_Exercise requirements_
Below are some entries. Copy each line in them that holds "masonry".

(Point localization data)
|---|

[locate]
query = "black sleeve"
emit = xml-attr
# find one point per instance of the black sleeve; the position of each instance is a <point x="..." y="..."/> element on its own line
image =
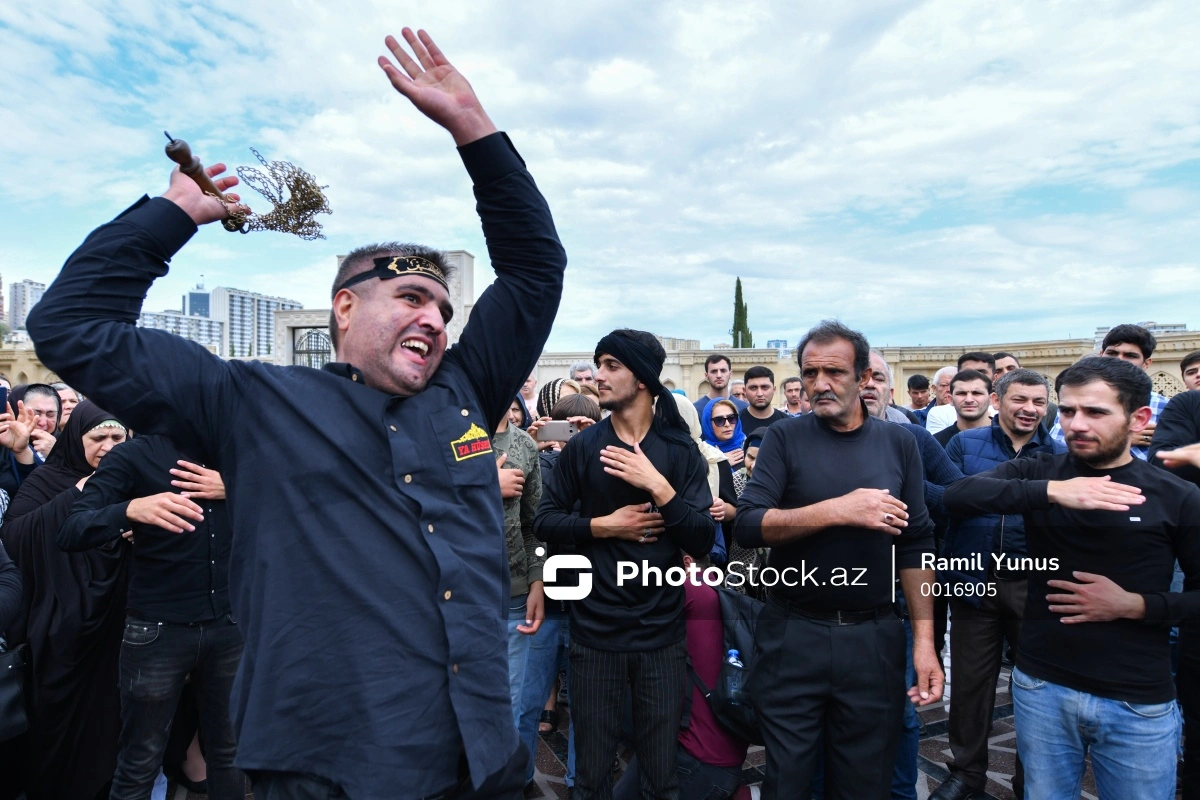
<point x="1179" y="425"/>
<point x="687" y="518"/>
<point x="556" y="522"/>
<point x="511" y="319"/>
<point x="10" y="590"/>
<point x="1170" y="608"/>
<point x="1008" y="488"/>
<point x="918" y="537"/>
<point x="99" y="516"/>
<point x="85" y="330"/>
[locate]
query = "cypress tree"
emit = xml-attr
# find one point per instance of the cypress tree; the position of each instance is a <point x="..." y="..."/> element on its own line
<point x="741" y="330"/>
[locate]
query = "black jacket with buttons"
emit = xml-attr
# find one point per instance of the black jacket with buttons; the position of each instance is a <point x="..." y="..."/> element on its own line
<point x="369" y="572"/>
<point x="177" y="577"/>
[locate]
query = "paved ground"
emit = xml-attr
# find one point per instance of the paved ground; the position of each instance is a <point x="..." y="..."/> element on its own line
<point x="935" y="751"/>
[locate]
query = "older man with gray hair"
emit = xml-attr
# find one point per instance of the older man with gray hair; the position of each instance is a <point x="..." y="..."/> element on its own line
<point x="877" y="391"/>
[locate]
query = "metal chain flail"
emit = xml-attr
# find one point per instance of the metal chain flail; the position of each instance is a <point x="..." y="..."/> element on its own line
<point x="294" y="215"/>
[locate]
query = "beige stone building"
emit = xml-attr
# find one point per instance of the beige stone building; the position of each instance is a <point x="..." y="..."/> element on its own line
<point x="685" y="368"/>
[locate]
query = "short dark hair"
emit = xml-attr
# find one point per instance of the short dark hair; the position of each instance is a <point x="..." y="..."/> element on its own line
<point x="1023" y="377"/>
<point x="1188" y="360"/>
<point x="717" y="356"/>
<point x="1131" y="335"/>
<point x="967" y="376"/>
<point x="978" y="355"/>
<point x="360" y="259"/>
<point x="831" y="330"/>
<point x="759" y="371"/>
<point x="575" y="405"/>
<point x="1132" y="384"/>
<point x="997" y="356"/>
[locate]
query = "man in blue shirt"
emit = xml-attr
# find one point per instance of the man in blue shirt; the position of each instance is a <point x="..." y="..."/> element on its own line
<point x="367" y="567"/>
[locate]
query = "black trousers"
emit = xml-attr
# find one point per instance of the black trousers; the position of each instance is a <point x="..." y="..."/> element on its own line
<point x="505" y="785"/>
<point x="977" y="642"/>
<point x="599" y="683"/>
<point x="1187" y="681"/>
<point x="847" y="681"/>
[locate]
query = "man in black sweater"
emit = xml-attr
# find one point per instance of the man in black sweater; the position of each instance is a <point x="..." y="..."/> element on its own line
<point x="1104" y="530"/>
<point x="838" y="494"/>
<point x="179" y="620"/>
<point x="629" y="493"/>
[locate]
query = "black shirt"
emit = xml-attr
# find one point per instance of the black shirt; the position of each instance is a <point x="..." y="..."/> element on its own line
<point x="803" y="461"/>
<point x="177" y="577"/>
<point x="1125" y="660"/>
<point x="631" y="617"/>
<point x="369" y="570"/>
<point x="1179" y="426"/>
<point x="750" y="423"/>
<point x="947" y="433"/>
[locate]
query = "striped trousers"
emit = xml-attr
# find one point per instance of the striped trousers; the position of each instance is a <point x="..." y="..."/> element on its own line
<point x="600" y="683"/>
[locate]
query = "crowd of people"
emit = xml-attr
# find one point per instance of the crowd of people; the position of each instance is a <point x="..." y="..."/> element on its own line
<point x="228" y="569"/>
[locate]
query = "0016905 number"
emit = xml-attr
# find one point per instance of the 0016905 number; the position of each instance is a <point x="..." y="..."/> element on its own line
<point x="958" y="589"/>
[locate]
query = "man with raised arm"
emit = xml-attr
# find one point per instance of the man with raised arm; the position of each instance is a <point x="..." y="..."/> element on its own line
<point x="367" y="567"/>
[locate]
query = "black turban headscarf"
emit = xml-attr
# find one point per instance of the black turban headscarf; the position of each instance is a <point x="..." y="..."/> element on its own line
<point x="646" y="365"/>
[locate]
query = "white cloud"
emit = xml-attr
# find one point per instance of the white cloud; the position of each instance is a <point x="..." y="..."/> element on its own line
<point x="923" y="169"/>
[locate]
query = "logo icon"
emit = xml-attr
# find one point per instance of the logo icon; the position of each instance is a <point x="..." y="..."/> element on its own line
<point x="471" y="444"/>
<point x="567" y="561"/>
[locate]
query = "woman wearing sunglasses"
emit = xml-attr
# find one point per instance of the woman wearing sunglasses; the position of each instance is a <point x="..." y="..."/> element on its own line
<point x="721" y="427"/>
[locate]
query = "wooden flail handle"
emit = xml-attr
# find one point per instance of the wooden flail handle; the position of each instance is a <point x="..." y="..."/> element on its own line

|---|

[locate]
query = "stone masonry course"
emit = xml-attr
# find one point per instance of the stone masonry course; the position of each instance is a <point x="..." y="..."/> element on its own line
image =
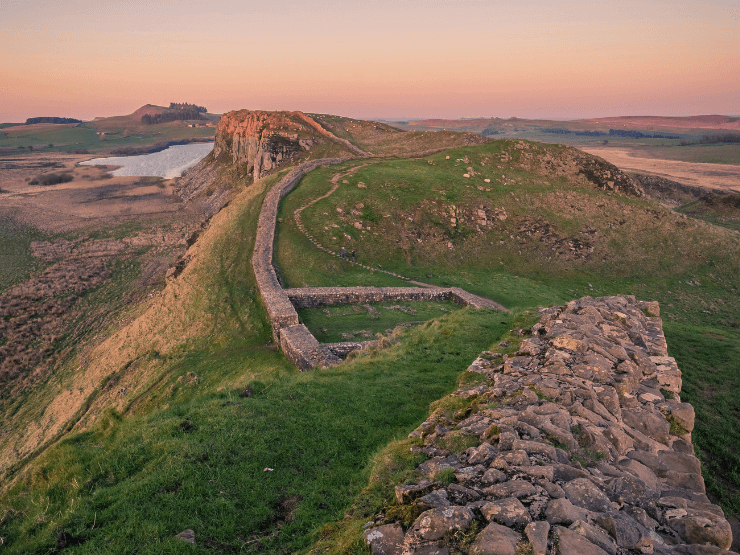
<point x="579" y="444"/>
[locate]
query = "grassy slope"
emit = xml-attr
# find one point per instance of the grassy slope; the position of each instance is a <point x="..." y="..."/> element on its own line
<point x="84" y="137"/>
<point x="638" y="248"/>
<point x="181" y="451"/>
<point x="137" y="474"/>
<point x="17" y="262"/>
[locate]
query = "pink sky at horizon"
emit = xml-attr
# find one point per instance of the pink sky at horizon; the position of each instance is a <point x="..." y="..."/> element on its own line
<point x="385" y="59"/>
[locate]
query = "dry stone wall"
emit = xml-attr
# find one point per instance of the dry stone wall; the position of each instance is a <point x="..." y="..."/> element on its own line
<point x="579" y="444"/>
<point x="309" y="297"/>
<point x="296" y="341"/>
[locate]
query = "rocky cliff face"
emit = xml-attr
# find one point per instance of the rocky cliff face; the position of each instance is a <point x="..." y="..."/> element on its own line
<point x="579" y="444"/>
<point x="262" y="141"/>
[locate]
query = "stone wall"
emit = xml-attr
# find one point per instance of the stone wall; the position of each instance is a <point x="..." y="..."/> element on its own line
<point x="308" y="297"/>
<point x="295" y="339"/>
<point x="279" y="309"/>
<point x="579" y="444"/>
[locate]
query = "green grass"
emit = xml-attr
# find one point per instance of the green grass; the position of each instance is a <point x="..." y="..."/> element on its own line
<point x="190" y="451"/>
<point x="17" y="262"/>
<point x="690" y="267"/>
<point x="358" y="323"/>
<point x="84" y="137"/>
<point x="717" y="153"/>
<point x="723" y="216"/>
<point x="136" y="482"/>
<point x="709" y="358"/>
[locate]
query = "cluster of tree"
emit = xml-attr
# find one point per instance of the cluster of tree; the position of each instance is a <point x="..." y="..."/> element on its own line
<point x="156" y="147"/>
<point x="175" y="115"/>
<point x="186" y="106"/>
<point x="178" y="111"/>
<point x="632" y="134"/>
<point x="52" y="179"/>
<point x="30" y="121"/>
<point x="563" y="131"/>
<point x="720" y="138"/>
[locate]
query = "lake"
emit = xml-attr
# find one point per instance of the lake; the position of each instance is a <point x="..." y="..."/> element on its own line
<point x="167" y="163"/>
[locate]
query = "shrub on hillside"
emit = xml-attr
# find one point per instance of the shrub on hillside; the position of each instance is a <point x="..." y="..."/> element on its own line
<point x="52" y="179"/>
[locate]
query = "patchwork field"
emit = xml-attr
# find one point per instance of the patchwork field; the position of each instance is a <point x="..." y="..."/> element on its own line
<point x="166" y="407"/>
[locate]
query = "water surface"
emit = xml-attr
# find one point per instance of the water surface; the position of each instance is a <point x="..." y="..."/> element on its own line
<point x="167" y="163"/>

|---|

_Output for this task_
query = "stone masonry course"
# find one point per instance of the stone masonry course; the position of each instance is a <point x="..." y="..."/> element on its own line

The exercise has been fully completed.